Look through the data that follows and say how many of its lines contain "blurred", giving the number only.

========================

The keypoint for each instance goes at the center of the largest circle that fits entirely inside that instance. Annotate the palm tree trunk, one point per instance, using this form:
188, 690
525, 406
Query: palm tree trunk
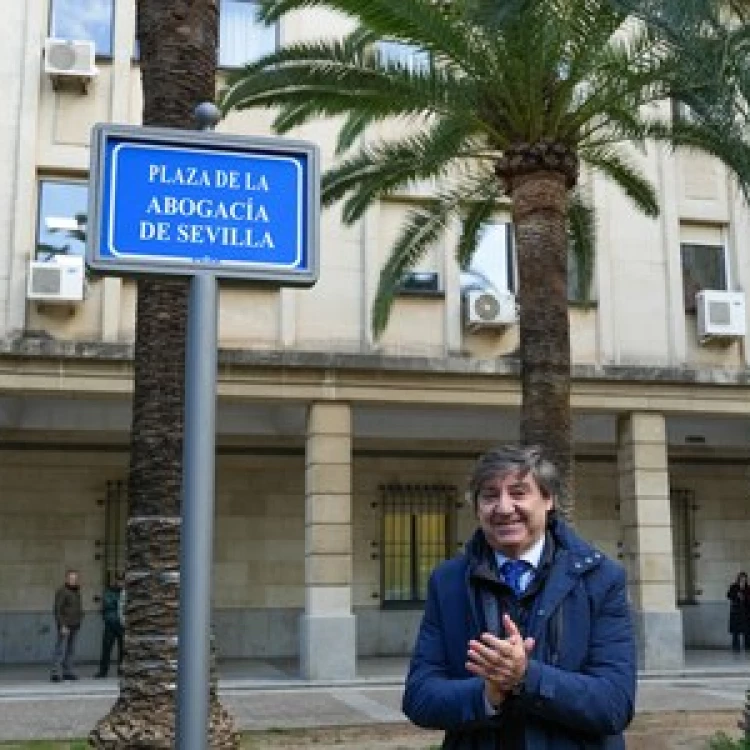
178, 66
539, 202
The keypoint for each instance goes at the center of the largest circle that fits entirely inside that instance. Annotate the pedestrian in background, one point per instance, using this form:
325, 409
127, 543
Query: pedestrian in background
68, 614
527, 640
113, 602
739, 612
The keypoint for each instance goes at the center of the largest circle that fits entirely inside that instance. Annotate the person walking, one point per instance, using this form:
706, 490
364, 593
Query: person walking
526, 641
739, 612
68, 614
114, 624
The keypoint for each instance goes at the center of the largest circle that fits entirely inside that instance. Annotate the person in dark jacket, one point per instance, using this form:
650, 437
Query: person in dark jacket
526, 641
68, 614
739, 612
114, 624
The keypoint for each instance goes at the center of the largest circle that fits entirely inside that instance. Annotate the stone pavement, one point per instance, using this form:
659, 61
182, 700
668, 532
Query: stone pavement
267, 695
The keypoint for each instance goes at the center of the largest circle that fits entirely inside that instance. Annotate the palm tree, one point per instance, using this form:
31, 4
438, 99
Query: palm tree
178, 68
518, 96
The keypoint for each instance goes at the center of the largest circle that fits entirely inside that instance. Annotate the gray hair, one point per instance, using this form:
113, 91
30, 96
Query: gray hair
514, 459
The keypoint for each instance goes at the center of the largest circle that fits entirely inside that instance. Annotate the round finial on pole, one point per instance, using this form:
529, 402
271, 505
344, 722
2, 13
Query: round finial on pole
207, 115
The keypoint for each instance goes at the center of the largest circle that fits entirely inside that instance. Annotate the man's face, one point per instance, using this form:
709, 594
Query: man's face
512, 513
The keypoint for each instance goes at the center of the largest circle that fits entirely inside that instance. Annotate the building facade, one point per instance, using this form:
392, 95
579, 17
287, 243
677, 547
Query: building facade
342, 460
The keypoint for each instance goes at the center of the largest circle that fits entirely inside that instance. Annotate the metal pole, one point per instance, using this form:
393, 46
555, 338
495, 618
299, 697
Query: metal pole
198, 483
196, 546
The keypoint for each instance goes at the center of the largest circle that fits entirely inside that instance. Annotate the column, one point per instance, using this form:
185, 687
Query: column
327, 628
647, 539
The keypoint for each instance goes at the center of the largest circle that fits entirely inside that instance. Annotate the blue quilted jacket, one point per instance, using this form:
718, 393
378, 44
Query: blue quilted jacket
579, 689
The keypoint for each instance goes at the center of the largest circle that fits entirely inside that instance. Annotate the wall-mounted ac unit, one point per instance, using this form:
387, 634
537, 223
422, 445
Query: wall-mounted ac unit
721, 314
488, 309
60, 279
70, 59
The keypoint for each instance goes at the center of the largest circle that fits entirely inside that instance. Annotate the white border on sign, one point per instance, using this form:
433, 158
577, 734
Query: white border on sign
193, 259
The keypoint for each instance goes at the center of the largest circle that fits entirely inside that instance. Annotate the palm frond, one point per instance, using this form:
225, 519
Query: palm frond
419, 231
582, 241
381, 168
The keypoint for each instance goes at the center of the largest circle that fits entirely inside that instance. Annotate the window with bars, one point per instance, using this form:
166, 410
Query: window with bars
115, 528
684, 543
416, 537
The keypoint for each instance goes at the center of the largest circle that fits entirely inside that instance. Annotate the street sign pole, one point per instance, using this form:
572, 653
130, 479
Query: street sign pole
196, 546
198, 491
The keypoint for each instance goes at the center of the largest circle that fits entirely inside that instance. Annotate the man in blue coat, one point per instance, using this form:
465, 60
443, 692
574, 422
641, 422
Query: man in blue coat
526, 642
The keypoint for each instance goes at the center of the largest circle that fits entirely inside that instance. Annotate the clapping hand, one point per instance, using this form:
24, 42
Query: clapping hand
500, 662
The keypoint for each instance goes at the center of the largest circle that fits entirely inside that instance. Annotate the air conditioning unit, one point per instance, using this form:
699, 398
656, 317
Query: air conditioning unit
721, 314
488, 309
60, 279
70, 59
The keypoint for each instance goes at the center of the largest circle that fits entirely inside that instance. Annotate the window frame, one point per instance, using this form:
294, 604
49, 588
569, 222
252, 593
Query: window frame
511, 259
54, 13
42, 181
409, 56
275, 28
412, 500
689, 303
682, 509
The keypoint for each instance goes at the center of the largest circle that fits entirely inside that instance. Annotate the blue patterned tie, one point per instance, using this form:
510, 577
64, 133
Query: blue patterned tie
513, 571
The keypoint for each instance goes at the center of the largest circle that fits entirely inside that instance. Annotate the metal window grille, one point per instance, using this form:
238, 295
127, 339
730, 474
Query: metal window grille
416, 537
115, 527
684, 543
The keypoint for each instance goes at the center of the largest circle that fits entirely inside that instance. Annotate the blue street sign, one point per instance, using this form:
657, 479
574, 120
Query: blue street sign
182, 202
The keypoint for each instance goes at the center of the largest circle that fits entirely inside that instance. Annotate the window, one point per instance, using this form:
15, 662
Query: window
416, 526
61, 227
242, 38
682, 507
704, 260
113, 546
579, 280
398, 53
493, 264
83, 20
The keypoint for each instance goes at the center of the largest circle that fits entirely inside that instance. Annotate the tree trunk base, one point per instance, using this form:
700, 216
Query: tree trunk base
151, 726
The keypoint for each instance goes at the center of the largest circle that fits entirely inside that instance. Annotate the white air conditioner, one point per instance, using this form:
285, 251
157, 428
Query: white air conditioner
721, 314
60, 279
487, 309
64, 58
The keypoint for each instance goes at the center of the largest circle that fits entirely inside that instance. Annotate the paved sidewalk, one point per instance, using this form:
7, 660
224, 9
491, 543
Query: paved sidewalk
268, 695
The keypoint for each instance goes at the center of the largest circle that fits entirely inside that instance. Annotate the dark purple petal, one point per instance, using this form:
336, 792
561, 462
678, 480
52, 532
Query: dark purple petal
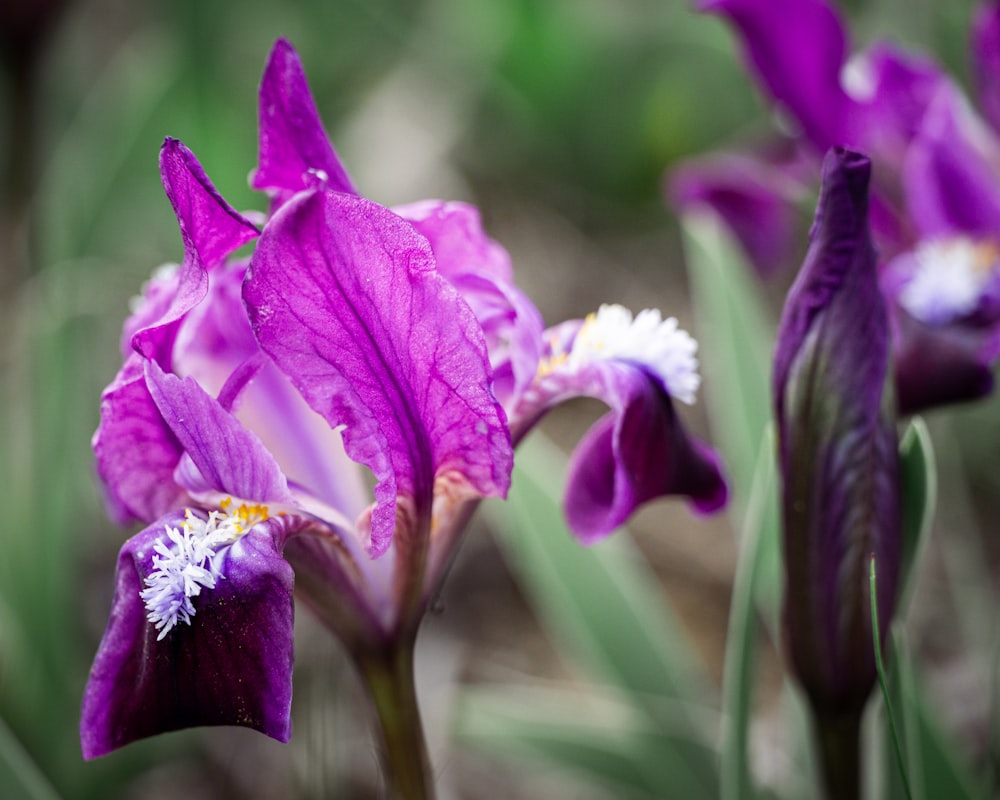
343, 295
952, 172
755, 199
638, 452
837, 447
231, 459
940, 365
292, 140
986, 60
231, 666
797, 48
135, 451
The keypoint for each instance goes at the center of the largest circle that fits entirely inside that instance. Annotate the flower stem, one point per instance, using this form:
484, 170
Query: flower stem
388, 674
839, 739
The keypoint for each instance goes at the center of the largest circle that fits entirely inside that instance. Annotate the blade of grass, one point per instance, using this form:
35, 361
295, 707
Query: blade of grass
884, 684
600, 602
760, 527
20, 776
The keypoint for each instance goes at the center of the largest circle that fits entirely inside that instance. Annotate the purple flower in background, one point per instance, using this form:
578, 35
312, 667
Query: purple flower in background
255, 395
935, 204
838, 452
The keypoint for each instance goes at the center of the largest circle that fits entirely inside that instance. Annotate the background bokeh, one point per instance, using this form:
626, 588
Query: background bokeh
559, 119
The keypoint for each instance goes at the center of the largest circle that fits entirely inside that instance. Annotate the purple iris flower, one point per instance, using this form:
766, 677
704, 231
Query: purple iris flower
255, 397
838, 453
935, 203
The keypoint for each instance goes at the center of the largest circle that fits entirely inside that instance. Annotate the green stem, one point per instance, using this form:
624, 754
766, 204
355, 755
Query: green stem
388, 674
839, 738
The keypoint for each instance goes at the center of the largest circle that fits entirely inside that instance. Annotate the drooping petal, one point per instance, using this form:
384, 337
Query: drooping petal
343, 295
231, 459
231, 666
951, 172
837, 448
986, 60
797, 48
481, 271
638, 452
637, 366
136, 450
292, 140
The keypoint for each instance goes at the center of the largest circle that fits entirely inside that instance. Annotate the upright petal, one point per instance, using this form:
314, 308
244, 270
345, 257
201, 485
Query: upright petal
231, 666
136, 450
292, 140
231, 459
343, 295
481, 271
798, 49
837, 448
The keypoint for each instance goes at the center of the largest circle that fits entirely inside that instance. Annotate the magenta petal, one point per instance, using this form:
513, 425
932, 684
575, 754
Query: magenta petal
797, 48
292, 139
136, 452
986, 60
211, 230
343, 295
231, 666
755, 197
638, 452
951, 172
229, 457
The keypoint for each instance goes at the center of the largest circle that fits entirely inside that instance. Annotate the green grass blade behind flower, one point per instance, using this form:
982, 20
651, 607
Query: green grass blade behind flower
600, 603
589, 734
736, 342
760, 531
918, 484
897, 747
20, 777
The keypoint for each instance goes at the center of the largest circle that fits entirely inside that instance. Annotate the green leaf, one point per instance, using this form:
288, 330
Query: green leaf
918, 489
588, 733
759, 539
736, 341
20, 776
601, 603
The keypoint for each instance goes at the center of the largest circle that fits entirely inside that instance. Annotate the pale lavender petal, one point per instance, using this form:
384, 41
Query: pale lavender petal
230, 458
211, 230
292, 140
343, 295
231, 666
797, 48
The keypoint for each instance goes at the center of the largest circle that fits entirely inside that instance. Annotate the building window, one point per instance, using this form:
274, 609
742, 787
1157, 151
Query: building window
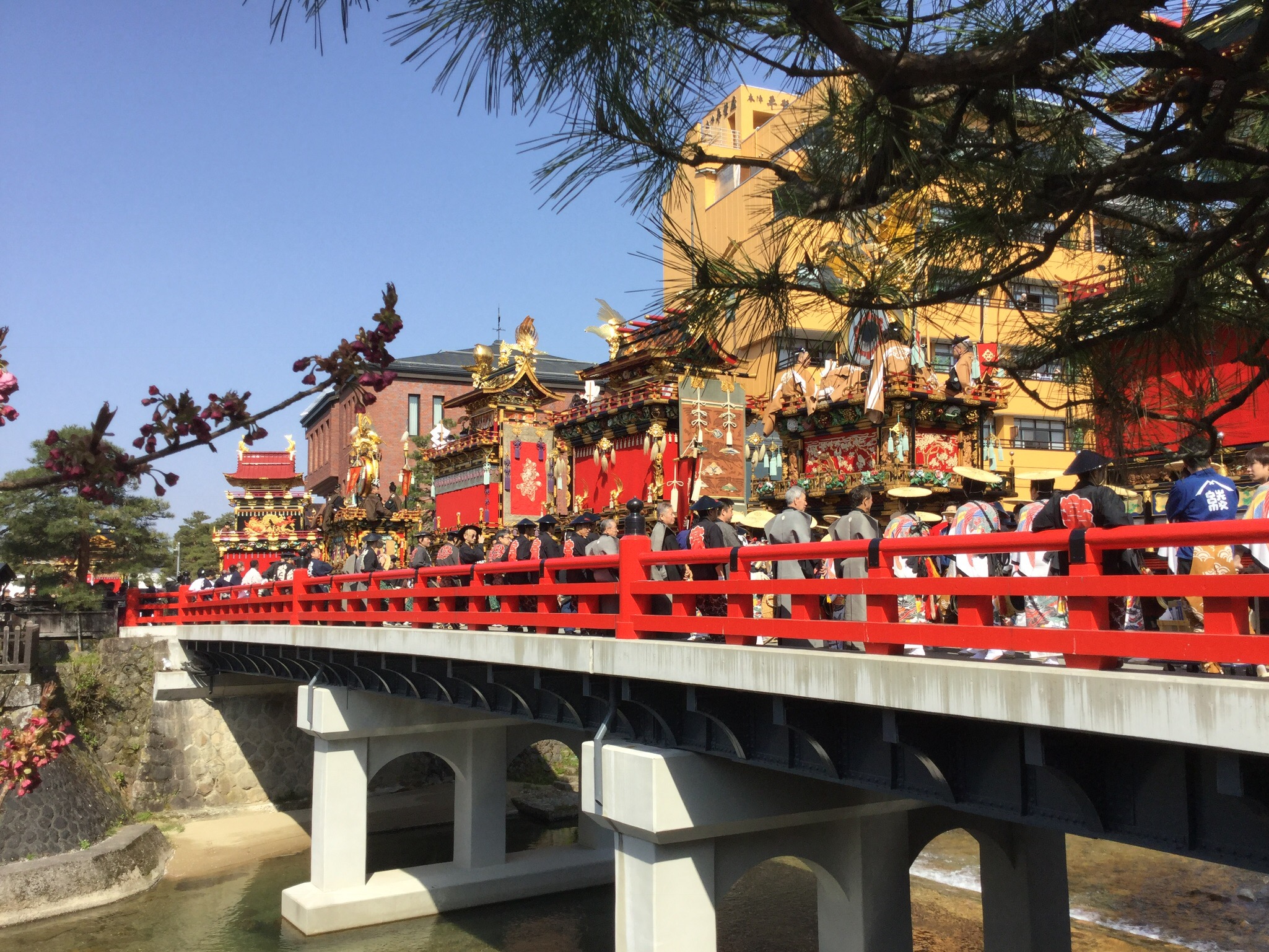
1040, 433
1033, 296
821, 347
946, 278
941, 356
411, 424
1108, 238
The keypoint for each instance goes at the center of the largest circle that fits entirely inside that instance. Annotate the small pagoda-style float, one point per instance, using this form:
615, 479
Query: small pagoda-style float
497, 470
666, 423
897, 424
269, 509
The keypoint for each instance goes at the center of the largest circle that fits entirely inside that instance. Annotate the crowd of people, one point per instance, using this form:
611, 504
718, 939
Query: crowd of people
1201, 493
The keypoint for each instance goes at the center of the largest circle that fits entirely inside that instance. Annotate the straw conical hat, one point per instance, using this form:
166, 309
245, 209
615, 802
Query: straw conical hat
1040, 475
974, 473
909, 492
758, 518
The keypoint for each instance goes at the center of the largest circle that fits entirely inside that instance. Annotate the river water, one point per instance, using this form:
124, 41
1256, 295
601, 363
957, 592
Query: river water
1122, 899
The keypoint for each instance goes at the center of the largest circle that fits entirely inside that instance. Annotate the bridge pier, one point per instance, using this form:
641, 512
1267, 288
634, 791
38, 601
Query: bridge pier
355, 734
688, 827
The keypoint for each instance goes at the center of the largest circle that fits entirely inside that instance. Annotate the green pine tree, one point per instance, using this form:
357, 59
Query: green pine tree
56, 537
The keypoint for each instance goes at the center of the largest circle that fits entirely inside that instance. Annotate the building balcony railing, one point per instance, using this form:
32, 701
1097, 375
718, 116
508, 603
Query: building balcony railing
720, 136
1070, 445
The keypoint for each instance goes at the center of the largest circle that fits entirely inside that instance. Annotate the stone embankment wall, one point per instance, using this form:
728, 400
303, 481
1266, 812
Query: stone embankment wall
76, 804
192, 754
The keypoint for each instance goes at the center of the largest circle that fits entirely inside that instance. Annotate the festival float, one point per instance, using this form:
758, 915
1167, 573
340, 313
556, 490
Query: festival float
499, 468
271, 509
896, 423
664, 421
362, 510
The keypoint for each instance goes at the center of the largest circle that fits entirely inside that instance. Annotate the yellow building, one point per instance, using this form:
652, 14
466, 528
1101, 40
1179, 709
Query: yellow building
729, 210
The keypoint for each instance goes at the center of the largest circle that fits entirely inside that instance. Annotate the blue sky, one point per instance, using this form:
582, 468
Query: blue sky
186, 203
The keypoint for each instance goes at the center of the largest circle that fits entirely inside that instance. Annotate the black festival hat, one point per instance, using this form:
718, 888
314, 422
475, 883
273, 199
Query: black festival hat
1085, 461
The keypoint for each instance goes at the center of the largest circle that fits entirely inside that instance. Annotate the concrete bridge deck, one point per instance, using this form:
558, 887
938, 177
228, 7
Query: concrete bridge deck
1228, 714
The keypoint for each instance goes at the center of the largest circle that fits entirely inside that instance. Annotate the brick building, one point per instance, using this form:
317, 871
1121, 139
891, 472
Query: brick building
412, 404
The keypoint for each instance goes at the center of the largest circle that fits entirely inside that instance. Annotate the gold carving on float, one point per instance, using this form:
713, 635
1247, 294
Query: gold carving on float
269, 523
609, 330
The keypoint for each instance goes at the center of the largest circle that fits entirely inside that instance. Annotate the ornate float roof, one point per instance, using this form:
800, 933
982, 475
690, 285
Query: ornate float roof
508, 378
659, 338
256, 468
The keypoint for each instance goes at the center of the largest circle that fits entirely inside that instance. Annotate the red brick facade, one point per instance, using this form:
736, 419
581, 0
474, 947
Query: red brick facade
329, 439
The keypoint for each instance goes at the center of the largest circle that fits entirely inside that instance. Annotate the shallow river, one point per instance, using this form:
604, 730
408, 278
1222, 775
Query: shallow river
1122, 899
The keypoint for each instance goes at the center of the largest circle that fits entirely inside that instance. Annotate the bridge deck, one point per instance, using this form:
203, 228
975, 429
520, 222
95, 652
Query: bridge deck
1146, 705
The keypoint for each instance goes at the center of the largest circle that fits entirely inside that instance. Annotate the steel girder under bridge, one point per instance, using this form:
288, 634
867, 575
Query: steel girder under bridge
1184, 799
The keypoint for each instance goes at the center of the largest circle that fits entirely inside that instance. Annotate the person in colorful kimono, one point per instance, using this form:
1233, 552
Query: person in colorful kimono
1258, 508
961, 375
1257, 555
1041, 611
790, 527
707, 533
856, 525
972, 518
904, 525
521, 550
1094, 504
797, 385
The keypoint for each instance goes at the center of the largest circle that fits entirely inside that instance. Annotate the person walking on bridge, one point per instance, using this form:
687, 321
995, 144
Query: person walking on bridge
1040, 611
447, 556
787, 528
706, 533
907, 525
974, 518
1093, 504
522, 551
856, 525
1202, 496
574, 546
664, 539
606, 544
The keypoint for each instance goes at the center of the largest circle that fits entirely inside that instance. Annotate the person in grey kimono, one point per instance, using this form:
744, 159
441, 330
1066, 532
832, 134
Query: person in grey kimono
856, 525
606, 544
791, 526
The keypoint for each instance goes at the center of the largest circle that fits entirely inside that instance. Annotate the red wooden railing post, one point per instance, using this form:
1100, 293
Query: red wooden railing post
881, 609
133, 607
1088, 612
740, 607
297, 587
630, 569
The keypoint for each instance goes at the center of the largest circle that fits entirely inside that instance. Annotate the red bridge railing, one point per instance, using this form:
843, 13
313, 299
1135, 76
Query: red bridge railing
484, 596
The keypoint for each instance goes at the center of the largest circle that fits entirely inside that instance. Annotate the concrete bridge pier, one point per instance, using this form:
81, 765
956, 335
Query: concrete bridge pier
357, 733
688, 827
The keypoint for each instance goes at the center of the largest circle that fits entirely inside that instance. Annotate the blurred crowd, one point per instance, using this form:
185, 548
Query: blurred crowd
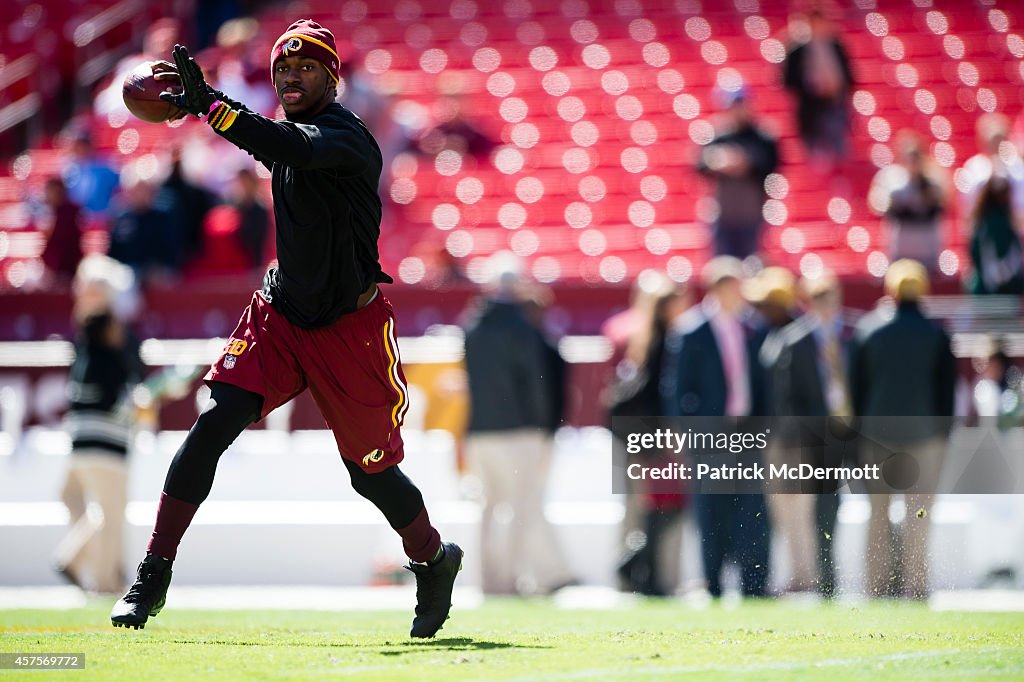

========================

#### TASK RESULT
2